## Page
La non-sollicitation

  1. Qu’est-ce qu’une clause de non-sollicitation ?
  2. Qu’est-ce que la sollicitation exactement ?
  3. Quel est le fardeau de preuve en cette matière ?
  4. Quelle est « la bonne » rédaction d’une telle clause ?
  5. Quelles sont les conditions de forme d’une telle clause ?
  6. Quelles sont les conditions de fond d’une telle clause ?
  7. Quels sont les éléments qui doivent être présents pour conclure à la validité d’une telle clause ?
  8. Comment identifier le caractère déraisonnable d’une ou de plusieurs limites ?
  9. Quelle est la durée raisonnable d’une telle clause ?
  10. Quelle est la limite territoriale raisonnable d’une telle clause ?
  11. Quelle est la limite raisonnable concernant la description des activités d’une telle clause ?
  12. Que doit-on retrouver dans de telles clauses ?

7.19 Qu’est-ce qu’une clause de non-sollicitation ?

La clause de non-sollicitation est la clause par laquelle l’employeur cherche à limiter les activités de concurrence permises à son ex-employé en prohibant uniquement la sollicitation de clients, d’anciens collègues ou de fournisseurs. Cette clause n’empêche pas l’ex-employé de faire une concurrence loyale à son ancien employeur, elle prohibe seulement la sollicitation de la clientèle, des employés et des fournisseurs de celui-ci. La clause de non-sollicitation étant moins contraignante pour l’ex-employé que la clause de non-concurrence, les tribunaux interprètent ce genre de clause moins sévèrement et ces clauses s’avèrent moins souvent annulées par ceux-ci.

## Données enregistrées
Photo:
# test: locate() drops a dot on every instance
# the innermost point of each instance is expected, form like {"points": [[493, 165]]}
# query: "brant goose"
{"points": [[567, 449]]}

---

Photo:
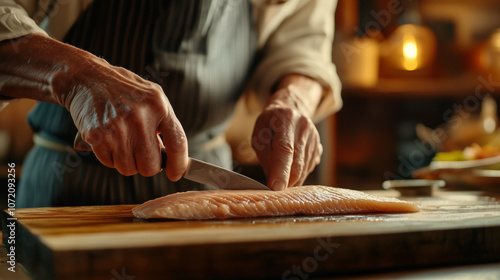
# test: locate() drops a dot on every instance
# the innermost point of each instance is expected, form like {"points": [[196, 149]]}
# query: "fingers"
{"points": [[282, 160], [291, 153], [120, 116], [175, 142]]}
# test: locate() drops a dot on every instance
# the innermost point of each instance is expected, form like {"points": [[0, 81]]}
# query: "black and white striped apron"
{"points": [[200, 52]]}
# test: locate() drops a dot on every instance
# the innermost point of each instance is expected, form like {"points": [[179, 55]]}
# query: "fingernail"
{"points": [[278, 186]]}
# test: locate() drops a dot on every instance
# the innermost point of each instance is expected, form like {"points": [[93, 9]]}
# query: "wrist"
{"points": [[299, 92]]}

## Consigne
Reprenez le texte sur la clause de non-sollicitation à la suite de sa dernière phrase et poursuivez-le. Les entrées ne jouent aucun rôle ici.

## Résultat
7.20 Qu’est-ce que la sollicitation exactement ?

Les tribunaux définissent généralement la sollicitation comme étant «une invitation insistante, une demande instante, une démarche pressante, un effort soutenu et insistant afin d’amener une personne à agir d’une certaine façon». Cette sollicitation doit être active et il doit y avoir présence d’un élément d’insistance ou de pression auprès des clients, anciens collègues et fournisseurs. Plusieurs actes ne constituent pas de la sollicitation et ne sont donc pas prohibés en vertu d’une telle clause, notamment les suivants :

  • Le fait d’informer les clients de son départ et de leur donner ses nouvelles coordonnées;
  • Le fait d’adresser de la publicité au public en général, tant dans les journaux qu’à la radio et à la télévision;
  • Le fait d’utiliser le réseau social LinkedIn pour afficher des ouvertures de postes chez son nouvel employeur;
  • Le fait de servir des clients de l’employeur alors que ce sont les clients qui ont requis les services de l’ex-employé;
  • Le fait de solliciter des clients qui ont cessé de faire affaire avec l’employeur avant le départ de l’ex-employé.

7.21 Quel est le fardeau de preuve en cette matière ?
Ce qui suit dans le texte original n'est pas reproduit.